*Work to complete:*
[1] From the synthetic control examples, extract everything from "import pandas as" down to "(d.year >= 1990)).astype(int)".
[2] In the synthetic control examples, in what year does the treatment indicator for Basque terrorism first turn on?

## Begin Selected passage

German reunification (ADH 2015)
^^^^^^^^^^^^^^^^^^^^^^^^^^^^^^^^

Treatment (reunification) in 1990; pre-period 1960-1990. GDP, trade, inflation
and industry share averaged over 1981-1990; investment rate and schooling over
1980-1985. With ``mscmt`` the synthetic West Germany is Austria-dominant with the
USA, Switzerland, Japan and the Netherlands — the ADH 2015 set — and a negative
ATT (reunification lowered per-capita GDP relative to the synthetic).

.. code-block:: python

   import pandas as pd
   from mlsynth import VanillaSC

   d = pd.read_stata("basedata/repgermany.dta")
   d["treated"] = ((d.country == "West Germany") & (d.year >= 1990)).astype(int)

   res = VanillaSC({
       "df": d, "outcome": "gdp", "treat": "treated",
       "unitid": "country", "time": "year",
       "backend": "mscmt", "seed": 1,
       "covariates": ["gdp", "trade", "infrate", "industry", "invest80", "schooling"],
       "covariate_windows": {"gdp": (1981, 1990), "trade": (1981, 1990),
                             "infrate": (1981, 1990), "industry": (1981, 1990),
                             "invest80": (1980, 1980), "schooling": (1980, 1985)},
       "display_graphs": False,
   }).fit()
   print(res.weights.donor_weights)       # Austria/USA/Switzerland/Japan/Netherlands

Basque terrorism (Abadie-Gardeazabal 2003)
^^^^^^^^^^^^^^^^^^^^^^^^^^^^^^^^^^^^^^^^^^^^

The treatment indicator (terrorism) first turns on in **1975**, so the model
trains on the full **1955-1974** pre-period. On this long pre-period the problem
is well-conditioned and the synthetic Basque is **Cataluna :math:`\approx 0.8`,
Madrid :math:`\approx 0.2`** — the published Abadie-Gardeazabal result — with an
ATT of about :math:`-0.68` (the roughly 10% per-capita GDP gap). Outcome-only
already recovers this; ``mscmt`` with the special-predictor covariates confirms
it.

## End Selected passage
## Begin Material provided

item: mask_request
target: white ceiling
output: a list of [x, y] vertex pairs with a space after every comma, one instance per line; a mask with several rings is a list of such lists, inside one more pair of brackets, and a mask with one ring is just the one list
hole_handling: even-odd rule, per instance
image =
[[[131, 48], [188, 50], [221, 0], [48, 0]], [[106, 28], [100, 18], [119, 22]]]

## End Material provided

*Outputs for the tasks:*
[1]
import pandas as pd
   from mlsynth import VanillaSC

   d = pd.read_stata("basedata/repgermany.dta")
   d["treated"] = ((d.country == "West Germany") & (d.year >= 1990)).astype(int)

[2] 1975.